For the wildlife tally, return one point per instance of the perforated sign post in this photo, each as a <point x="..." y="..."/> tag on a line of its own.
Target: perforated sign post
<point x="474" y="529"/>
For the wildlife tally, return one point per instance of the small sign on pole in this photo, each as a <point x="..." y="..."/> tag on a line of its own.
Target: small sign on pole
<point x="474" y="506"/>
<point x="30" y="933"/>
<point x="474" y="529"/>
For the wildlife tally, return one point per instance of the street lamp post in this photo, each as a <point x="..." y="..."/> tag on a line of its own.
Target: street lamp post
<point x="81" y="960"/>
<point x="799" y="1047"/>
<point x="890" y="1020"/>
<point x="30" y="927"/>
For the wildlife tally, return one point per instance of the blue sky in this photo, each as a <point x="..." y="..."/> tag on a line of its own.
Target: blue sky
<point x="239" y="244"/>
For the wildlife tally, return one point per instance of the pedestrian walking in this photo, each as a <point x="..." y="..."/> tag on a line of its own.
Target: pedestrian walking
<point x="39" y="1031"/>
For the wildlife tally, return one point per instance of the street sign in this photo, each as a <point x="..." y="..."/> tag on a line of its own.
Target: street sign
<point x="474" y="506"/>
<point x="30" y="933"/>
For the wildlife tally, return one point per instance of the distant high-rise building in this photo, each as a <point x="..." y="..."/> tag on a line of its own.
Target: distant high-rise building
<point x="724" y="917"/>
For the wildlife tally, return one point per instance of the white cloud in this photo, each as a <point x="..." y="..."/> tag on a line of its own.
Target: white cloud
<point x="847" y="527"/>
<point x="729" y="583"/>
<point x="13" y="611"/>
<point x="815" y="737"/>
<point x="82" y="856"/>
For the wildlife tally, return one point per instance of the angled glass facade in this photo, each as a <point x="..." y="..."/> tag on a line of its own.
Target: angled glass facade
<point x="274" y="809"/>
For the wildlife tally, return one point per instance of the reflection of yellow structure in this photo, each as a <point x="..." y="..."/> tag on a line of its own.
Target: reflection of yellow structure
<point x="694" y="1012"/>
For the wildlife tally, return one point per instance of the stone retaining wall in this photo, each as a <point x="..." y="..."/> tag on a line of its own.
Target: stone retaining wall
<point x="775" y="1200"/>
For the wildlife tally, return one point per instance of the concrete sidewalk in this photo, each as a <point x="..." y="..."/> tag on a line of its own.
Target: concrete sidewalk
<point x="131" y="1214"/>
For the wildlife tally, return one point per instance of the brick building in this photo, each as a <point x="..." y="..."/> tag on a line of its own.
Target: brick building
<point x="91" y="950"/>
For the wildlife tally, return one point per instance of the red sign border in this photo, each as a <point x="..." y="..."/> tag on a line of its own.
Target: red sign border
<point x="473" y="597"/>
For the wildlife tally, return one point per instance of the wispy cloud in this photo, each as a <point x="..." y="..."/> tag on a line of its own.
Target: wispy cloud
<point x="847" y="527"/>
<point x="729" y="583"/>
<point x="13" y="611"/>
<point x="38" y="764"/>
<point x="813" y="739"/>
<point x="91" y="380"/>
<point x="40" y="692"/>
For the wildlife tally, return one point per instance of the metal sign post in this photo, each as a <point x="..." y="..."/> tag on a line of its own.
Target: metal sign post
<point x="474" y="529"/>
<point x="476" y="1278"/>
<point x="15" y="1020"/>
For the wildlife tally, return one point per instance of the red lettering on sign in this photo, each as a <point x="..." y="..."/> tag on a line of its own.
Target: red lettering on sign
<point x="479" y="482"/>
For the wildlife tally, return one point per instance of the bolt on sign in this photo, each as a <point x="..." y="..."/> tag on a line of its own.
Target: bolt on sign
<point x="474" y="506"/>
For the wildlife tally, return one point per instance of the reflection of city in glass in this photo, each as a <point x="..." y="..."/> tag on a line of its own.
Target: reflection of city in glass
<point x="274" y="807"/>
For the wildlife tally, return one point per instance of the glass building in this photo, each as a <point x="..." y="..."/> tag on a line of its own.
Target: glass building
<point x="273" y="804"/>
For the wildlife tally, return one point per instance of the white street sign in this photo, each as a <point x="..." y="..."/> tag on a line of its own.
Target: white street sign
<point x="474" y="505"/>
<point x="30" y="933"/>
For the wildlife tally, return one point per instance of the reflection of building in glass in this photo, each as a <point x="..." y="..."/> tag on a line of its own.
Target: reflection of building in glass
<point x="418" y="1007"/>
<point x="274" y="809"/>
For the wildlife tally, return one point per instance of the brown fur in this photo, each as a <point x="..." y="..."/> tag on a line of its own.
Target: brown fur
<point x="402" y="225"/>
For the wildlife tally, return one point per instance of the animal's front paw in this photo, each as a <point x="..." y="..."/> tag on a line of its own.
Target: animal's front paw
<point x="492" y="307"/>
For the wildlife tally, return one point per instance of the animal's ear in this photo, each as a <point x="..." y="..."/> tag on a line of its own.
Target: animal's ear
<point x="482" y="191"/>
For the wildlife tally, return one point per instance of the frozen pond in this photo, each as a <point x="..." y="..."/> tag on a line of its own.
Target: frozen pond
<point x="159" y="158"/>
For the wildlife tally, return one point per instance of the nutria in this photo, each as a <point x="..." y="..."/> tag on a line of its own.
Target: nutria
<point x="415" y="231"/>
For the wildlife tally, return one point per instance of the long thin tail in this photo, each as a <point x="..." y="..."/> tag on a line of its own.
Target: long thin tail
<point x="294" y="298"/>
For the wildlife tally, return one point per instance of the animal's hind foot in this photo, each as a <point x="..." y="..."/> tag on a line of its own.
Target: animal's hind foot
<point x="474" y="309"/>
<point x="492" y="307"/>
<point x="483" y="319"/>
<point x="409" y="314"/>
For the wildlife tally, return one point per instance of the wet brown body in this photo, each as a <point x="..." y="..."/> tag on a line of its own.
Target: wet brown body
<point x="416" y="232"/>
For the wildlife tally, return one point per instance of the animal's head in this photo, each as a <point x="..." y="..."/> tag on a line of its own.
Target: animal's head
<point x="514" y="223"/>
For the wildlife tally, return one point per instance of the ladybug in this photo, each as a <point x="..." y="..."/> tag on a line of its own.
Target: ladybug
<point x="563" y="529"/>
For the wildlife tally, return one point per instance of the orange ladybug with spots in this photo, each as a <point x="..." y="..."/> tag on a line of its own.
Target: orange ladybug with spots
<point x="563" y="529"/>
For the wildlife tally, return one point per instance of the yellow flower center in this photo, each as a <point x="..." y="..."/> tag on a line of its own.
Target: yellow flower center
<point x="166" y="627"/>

_ _ _ _ _

= TASK ITEM =
An exact copy of the data, with every line intact, is the required answer.

= REPLY TO THE TASK =
For the wildlife tally, return one point per instance of the perforated sign post in this photo, each as a <point x="..." y="..."/> tag on a line of its own.
Target: perforated sign post
<point x="474" y="529"/>
For the wildlife tally, return one point per instance of the small sign on pole in this photo, each as a <point x="..." y="..."/> tag on a line of its own.
Target: small sign on pole
<point x="474" y="506"/>
<point x="30" y="933"/>
<point x="474" y="529"/>
For the wildlife tally, return one point per instance of the street lamp post in this photo, each as a <point x="..." y="..."/> tag on a line of its own.
Target: street lamp post
<point x="81" y="960"/>
<point x="799" y="1047"/>
<point x="890" y="1020"/>
<point x="30" y="927"/>
For the wildlife tally, return one point per instance of the blue sky in this photo, each as a <point x="..." y="..."/> tag on a line of its own.
Target: blue sky
<point x="239" y="244"/>
For the wildlife tally, return one point per instance of the pedestrian walking in this photo, each as a <point x="..." y="..."/> tag on a line of its own.
Target: pedestrian walking
<point x="39" y="1031"/>
For the wildlife tally, return one point per instance of the street sign in this photo, each as a <point x="..." y="..."/> tag on a line of its own.
Target: street sign
<point x="474" y="506"/>
<point x="30" y="933"/>
For the wildlife tally, return one point per instance of the distant high-rise building in this photo, each as a <point x="..." y="..."/> tag on a line of its own.
Target: distant high-rise building
<point x="724" y="917"/>
For the wildlife tally, return one point per instance of the white cloud in this photo, each as a <point x="..." y="..."/> tag on a line of its own.
Target: white cloud
<point x="847" y="527"/>
<point x="729" y="583"/>
<point x="13" y="611"/>
<point x="815" y="737"/>
<point x="82" y="856"/>
For the wildlife tally, return one point per instance of the angled glass facade in this photo, each as a <point x="..." y="..."/> tag on a line of its own.
Target: angled glass facade
<point x="274" y="809"/>
For the wildlife tally, return one point per instance of the reflection of yellow structure in this photo, each as a <point x="..." y="..."/> tag on a line of its own.
Target: reflection of yellow structure
<point x="694" y="1012"/>
For the wildlife tally, return one point per instance of the stone retaining wall in this photo, each as a <point x="..." y="..."/> tag on a line of its own.
Target: stone retaining wall
<point x="775" y="1200"/>
For the wildlife tally, return one point per instance of the concrete sidewalk in this photo, each as a <point x="..." y="..."/> tag on a line of its own.
Target: concrete sidewalk
<point x="131" y="1214"/>
For the wildlife tally, return one point per instance of the brick building in this photo, each as a <point x="..." y="..."/> tag on a line of its own.
Target: brick building
<point x="91" y="950"/>
For the wildlife tally, return one point per instance of the red sign border in this photo, each as a <point x="..." y="..."/> tag on a line of its own.
Target: red sign border
<point x="473" y="597"/>
For the wildlife tally, return one point per instance of the wispy cloud in this photo, each as a <point x="..." y="..."/> tag on a line of its own.
Target: wispy cloud
<point x="847" y="527"/>
<point x="729" y="583"/>
<point x="13" y="611"/>
<point x="38" y="764"/>
<point x="813" y="739"/>
<point x="91" y="380"/>
<point x="40" y="692"/>
For the wildlife tally, return one point per instance of the metal sign post in this photo, each as a <point x="..." y="..."/> tag on a line of its own.
Target: metal sign post
<point x="474" y="529"/>
<point x="476" y="1278"/>
<point x="15" y="1020"/>
For the wildlife tally, return one point per instance of the red lettering on sign in this photo, each as a <point x="..." y="..."/> tag on a line of its own.
Target: red lettering on sign
<point x="479" y="482"/>
For the wildlife tally, return one point per instance of the bolt on sign in this photo, each as a <point x="..." y="..."/> tag on a line of its own.
Target: bolt on sign
<point x="474" y="506"/>
For the wildlife tally, return one point per instance of the reflection of city in glass in this photo, each as a <point x="..." y="..."/> tag on a line of its own.
Target: reflection of city in glass
<point x="274" y="807"/>
For the wildlife tally, return one point per instance of the glass building in this photo, each as a <point x="..." y="..."/> tag on a line of its own.
Target: glass building
<point x="273" y="804"/>
For the wildlife tally, return one point per instance of the white street sign in this photo, each as a <point x="..." y="..."/> tag on a line of its own.
Target: white street sign
<point x="474" y="505"/>
<point x="30" y="933"/>
For the wildlife tally, return one point per instance of the reflection of building in glass in this photo, each as a <point x="..." y="..."/> tag on a line of its own.
Target: reflection of building in glass
<point x="418" y="1007"/>
<point x="274" y="809"/>
For the wildlife tally, return one point per instance of the brown fur in this photo, each as a <point x="..." y="..."/> tag on a line of its own.
Target: brown fur
<point x="402" y="225"/>
For the wildlife tally, return one point per instance of the animal's front paw in this photo, each as a <point x="..." y="..."/> tag on a line of its own.
Target: animal's front paw
<point x="492" y="307"/>
For the wildlife tally, return one point per instance of the animal's ear in this photo, each as a <point x="..." y="..."/> tag on a line of its own.
Target: animal's ear
<point x="482" y="191"/>
For the wildlife tally, return one point per instance of the frozen pond in this photo, each as a <point x="..." y="..."/> tag on a line of its own.
Target: frozen pond
<point x="159" y="158"/>
For the wildlife tally, return one point per instance of the nutria in this photo, each as a <point x="..." y="..."/> tag on a line of its own.
Target: nutria
<point x="415" y="231"/>
For the wildlife tally, return one point per instance of the long thin tail in this photo, each as a <point x="..." y="..."/> tag on a line of its own.
Target: long thin tail
<point x="294" y="298"/>
For the wildlife tally, return one point per instance of the animal's hind foot in this photo, each as a <point x="..." y="..."/> tag on a line of its own.
Target: animal's hind foot
<point x="474" y="309"/>
<point x="492" y="307"/>
<point x="483" y="319"/>
<point x="409" y="314"/>
For the wildlife tally, return one point per instance of the wet brown body in this photo, each as a <point x="..." y="..."/> tag on a line of its own.
Target: wet brown body
<point x="416" y="232"/>
For the wildlife tally, return one point per instance of the animal's head in this photo, each as a <point x="..." y="..."/> tag on a line of its own.
Target: animal's head
<point x="514" y="223"/>
For the wildlife tally, return one point per instance of the ladybug in this photo, each as a <point x="..." y="..."/> tag on a line of its own.
Target: ladybug
<point x="563" y="529"/>
For the wildlife tally, return one point per instance of the orange ladybug with spots in this photo, each as a <point x="..." y="..."/> tag on a line of its own.
Target: orange ladybug with spots
<point x="563" y="529"/>
For the wildlife tally, return one point per instance of the yellow flower center in this photo, each as a <point x="..." y="..."/> tag on a line of its own.
Target: yellow flower center
<point x="166" y="627"/>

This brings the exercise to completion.